====== Source excerpt ======

Building A Basic Music Server: A Beginner's Guide/Commentary - Part 1

Posted by: Gadgetman at 4:04 pm, January 31st, 2010

I put that background information up front because one of the driving forces in selecting music servers is their ability to deliver accurately timed data streams. If you don’t at least intuitively “get” that timing can be critical, much of the discussion seems like technogeekery run amok.

Decision 1: Dedicated Music Server or Existing PC/Mac

One of the attractions of computer audio is that you have most of what you need already (assuming you have a PC). You can confine attempts to get better sound to simple steps like changing DACs or trying new headphones.  Using your existing PC is a low cost approach and works quite well.

If you are interested in taking the next step toward high-quality audio, there can be advantages to using a dedicated music server. Primary among these is the fact that there is less competition for resources on a dedicated server than on you existing PC. If you are working on a photograph in Photoshop at the same time you’re listening to a music track, the PC may have to swap data from RAM to disc and back. Similarly, on you existing PC there is more likely to be competition for processor time from your various USB ports (USB, unlike some other ports, generally makes use of the processor). This resource competition is primarily an issue because of the timing sensitivity of the music data stream.

For this series of blogs, we’ll go down the dedicated server route to illustrate how that works.

Decision 2: Packaged Music Server or Custom-Built

There are a number of excellent packaged music servers from brands like Sooloos, Qsonix and Sound Science. These have several advantages. First, the company has done the work of putting the server together. Second, the company has, in most cases, created a user interface that you may prefer. And third, the company has figured out a combination of technologies that works well.


You may only appreciate how significant that last sentence is after you’ve read the rest of this series! That’s because we will be exploring ways to create a custom-built music server, something that can be more complicated than it first appears.

The advantages of a custom-built music server come down to price, flexibility and fun. You can probably create your own music server for less than one of the top-flight packaged servers (which only makes sense – they’re doing some of the work for you and they need to get paid). We’ll see how much you save, and I expect it may be less than we think. Building your own server is also likely to give you a more modular system in the end. In an age of rapid tech change, a modular approach should make upgrading easier (and potentially less expensive). Finally, and to me this is a big point, you probably should only create your own server if you can see doing so a being somewhat fun. It involves real work (and with computers inevitable frustrations), so there needs to be some compensation besides saving a little money.

Decision 3: PC or Mac

Like Brett Favre’s (a U.S. football star) retirement, this is a subject that gets tiring pretty quickly. That’s because differences between Macs and PCs are often distinctions without a difference (that, and the fact that people who like to argue about those distinctions are so charming).

====== Data provided ======

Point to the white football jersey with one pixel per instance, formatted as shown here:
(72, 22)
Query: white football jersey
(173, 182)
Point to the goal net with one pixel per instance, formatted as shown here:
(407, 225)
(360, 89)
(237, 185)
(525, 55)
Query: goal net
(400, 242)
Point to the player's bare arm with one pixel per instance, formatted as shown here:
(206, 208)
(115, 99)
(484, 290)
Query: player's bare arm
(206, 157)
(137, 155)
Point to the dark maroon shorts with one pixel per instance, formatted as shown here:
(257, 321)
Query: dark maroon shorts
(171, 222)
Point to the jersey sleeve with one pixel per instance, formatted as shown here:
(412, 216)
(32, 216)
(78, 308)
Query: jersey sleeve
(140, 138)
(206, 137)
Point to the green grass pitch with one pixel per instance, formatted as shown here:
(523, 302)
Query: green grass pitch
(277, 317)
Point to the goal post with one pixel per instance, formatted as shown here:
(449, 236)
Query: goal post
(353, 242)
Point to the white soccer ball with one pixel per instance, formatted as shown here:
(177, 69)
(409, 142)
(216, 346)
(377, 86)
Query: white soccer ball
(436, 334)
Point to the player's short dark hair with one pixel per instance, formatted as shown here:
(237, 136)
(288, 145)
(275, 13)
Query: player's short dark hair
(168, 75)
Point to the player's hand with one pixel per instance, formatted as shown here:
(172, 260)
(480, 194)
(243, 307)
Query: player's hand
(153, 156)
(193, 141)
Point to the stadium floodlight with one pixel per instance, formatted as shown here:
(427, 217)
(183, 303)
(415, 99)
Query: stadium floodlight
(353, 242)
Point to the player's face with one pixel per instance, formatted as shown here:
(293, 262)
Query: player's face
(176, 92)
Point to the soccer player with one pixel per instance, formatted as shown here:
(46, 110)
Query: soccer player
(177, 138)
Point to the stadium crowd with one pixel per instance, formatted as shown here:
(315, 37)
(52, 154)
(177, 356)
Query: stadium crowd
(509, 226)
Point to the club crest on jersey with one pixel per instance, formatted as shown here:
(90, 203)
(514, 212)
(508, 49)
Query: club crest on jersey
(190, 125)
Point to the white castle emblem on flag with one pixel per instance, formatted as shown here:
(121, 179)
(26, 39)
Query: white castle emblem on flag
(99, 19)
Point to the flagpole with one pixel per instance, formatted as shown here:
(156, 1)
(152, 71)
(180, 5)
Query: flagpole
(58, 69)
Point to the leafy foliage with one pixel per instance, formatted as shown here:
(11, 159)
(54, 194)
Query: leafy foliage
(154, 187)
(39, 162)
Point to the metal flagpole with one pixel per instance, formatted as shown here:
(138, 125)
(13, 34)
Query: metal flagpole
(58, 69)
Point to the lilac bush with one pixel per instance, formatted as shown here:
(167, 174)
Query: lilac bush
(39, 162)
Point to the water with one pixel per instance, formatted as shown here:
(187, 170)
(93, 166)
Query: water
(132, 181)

======

**Written request**
In the music server post above, which brands are given as examples of packaged music servers? Please list them.

**Exercise result**
Sooloos, Qsonix and Sound Science.